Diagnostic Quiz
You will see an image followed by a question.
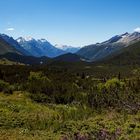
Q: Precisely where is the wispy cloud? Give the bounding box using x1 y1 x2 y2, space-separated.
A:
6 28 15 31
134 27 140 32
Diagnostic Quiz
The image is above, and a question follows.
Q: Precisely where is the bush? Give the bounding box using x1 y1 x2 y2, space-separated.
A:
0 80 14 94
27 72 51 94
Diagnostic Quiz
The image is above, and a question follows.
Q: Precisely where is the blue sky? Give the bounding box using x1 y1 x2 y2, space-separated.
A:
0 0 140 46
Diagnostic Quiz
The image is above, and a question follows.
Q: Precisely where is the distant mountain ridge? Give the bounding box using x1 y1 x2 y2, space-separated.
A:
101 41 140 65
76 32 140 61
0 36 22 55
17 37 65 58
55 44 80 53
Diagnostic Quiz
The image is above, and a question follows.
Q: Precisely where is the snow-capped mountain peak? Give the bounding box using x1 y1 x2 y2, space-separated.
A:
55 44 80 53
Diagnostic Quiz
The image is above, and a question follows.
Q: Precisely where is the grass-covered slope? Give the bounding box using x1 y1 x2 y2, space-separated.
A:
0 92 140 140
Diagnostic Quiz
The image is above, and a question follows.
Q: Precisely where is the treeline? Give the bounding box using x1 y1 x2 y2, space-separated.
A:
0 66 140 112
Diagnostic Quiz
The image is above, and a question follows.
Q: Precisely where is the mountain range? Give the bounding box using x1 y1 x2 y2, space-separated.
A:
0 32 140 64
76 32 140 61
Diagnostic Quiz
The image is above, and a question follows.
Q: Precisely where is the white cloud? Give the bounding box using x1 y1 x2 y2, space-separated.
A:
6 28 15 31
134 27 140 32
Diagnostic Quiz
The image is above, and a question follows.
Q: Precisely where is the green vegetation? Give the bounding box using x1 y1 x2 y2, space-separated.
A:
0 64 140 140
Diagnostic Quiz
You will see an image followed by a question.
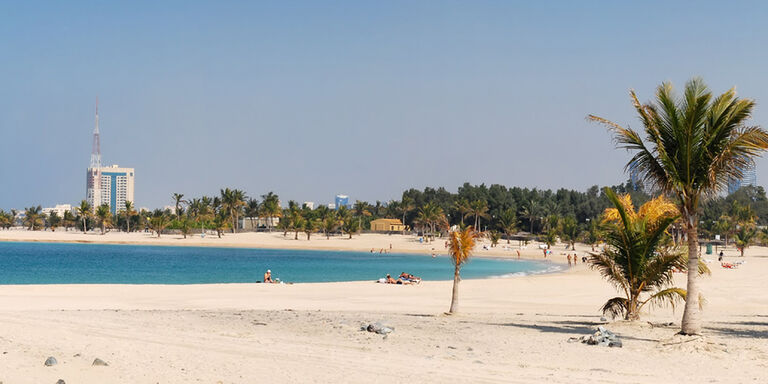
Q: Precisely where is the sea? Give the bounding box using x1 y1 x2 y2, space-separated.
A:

********

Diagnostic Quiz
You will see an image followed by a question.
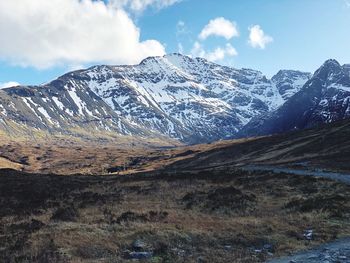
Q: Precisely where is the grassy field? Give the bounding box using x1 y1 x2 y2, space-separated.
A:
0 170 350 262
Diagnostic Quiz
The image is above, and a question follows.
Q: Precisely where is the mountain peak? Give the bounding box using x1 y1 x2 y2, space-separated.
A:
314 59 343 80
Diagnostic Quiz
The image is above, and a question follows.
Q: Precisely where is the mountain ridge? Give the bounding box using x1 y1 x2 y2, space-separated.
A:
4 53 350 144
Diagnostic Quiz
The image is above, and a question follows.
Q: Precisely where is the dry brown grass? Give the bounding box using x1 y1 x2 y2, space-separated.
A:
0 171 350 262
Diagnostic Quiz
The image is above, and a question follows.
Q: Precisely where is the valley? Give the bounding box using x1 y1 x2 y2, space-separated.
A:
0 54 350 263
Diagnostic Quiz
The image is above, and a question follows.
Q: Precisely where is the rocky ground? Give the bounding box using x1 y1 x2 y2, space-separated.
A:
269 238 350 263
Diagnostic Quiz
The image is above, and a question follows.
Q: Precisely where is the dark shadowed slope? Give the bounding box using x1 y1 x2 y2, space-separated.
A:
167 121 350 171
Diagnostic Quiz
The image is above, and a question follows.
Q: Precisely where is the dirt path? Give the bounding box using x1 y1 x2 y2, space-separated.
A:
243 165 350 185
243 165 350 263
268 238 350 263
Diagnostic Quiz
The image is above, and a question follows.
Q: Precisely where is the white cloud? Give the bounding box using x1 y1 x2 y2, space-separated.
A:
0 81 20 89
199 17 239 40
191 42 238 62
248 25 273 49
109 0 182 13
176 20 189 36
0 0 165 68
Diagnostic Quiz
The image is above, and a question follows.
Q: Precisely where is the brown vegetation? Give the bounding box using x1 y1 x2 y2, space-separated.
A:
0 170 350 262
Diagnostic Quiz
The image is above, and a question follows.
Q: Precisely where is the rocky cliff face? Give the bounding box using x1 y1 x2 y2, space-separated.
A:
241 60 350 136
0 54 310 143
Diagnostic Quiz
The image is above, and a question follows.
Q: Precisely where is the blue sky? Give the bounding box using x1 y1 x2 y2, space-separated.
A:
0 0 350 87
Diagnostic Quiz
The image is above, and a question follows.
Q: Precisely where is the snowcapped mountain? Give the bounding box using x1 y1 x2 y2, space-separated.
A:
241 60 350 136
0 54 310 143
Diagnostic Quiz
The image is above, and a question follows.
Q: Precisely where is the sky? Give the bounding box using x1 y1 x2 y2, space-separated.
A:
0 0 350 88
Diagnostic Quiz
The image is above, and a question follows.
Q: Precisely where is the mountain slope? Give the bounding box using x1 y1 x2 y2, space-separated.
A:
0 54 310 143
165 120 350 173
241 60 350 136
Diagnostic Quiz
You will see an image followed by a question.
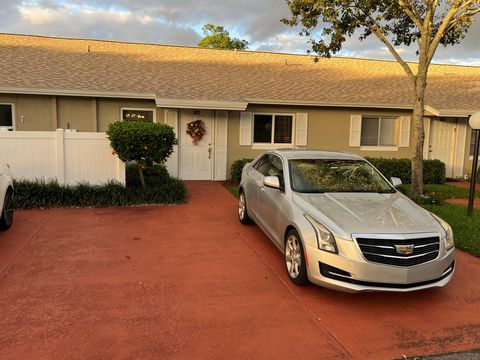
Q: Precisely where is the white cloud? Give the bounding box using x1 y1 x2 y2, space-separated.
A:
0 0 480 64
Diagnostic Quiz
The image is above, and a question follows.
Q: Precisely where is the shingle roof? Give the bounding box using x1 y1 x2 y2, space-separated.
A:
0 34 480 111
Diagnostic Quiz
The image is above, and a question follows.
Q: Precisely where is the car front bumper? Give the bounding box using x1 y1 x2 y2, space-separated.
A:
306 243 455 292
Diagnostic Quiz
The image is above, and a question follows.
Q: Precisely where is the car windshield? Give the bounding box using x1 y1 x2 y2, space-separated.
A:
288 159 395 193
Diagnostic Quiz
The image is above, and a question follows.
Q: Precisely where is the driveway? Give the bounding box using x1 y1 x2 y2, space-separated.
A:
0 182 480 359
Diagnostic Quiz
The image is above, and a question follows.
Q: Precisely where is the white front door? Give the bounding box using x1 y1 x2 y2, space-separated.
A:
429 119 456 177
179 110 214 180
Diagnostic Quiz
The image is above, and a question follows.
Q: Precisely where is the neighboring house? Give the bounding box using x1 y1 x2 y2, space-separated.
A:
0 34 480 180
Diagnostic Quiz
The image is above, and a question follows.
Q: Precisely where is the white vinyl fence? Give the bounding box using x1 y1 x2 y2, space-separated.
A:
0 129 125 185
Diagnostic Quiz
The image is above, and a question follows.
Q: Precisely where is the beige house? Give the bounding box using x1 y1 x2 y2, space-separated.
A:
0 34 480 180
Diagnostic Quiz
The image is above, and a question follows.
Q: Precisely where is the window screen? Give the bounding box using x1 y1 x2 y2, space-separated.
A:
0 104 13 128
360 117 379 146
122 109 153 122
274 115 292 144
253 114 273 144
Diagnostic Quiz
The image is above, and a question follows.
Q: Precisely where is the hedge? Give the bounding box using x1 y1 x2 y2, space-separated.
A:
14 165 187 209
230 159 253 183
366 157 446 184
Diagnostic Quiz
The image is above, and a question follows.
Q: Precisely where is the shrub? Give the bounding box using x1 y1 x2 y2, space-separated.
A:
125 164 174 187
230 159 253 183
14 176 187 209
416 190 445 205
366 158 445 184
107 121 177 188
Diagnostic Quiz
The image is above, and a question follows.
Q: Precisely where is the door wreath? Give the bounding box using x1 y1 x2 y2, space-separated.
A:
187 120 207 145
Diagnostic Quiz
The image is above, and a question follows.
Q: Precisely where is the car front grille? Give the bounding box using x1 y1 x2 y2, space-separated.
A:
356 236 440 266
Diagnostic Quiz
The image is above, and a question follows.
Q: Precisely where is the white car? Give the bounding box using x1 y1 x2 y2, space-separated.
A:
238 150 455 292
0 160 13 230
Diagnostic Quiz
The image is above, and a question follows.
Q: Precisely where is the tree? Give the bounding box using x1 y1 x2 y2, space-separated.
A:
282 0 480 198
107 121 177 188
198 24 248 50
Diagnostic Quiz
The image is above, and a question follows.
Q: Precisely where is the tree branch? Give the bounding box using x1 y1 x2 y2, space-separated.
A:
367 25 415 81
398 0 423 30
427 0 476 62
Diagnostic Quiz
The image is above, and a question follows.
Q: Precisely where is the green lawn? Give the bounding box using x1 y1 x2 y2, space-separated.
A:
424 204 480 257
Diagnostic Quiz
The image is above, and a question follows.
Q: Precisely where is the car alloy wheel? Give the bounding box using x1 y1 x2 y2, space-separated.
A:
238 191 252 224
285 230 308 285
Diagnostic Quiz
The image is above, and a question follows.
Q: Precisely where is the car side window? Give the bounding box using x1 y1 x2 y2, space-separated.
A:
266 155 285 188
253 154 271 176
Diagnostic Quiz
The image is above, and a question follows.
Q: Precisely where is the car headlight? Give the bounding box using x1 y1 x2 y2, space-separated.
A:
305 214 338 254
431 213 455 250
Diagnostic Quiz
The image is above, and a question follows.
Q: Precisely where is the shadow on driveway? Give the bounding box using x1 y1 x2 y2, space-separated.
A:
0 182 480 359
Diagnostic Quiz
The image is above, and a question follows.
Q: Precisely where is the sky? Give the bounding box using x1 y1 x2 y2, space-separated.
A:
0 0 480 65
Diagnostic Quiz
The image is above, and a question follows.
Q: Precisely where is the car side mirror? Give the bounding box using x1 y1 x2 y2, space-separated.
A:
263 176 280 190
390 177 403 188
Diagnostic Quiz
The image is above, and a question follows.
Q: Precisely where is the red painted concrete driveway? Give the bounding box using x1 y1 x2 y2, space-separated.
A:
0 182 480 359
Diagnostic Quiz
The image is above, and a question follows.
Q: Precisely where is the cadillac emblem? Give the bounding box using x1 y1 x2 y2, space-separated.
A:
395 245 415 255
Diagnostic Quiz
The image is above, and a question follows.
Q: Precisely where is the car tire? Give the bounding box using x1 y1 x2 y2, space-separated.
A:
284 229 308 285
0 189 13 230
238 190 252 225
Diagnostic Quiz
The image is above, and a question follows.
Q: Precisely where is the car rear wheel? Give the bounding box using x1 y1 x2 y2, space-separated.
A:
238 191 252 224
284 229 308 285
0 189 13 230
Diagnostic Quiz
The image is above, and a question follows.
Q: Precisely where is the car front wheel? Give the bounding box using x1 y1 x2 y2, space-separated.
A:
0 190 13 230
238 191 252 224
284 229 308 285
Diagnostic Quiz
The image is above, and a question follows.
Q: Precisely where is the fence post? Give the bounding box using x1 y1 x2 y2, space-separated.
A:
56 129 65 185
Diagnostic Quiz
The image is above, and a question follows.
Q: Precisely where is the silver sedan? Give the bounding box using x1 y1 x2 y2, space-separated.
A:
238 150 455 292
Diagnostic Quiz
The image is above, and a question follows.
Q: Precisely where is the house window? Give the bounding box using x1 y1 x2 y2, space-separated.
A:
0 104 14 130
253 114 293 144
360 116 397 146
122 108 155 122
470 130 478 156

********

* Task prompt: Show every line in the items above that contains the string "brown".

* Finished exercise:
Q: Precisely where is the dry brown grass? Give the bounding box using x1 y1 x2 y2, space-separated.
Q: Precisely where is the brown vegetation? Give the bounding box using x1 y1 x2 y2, space-separated.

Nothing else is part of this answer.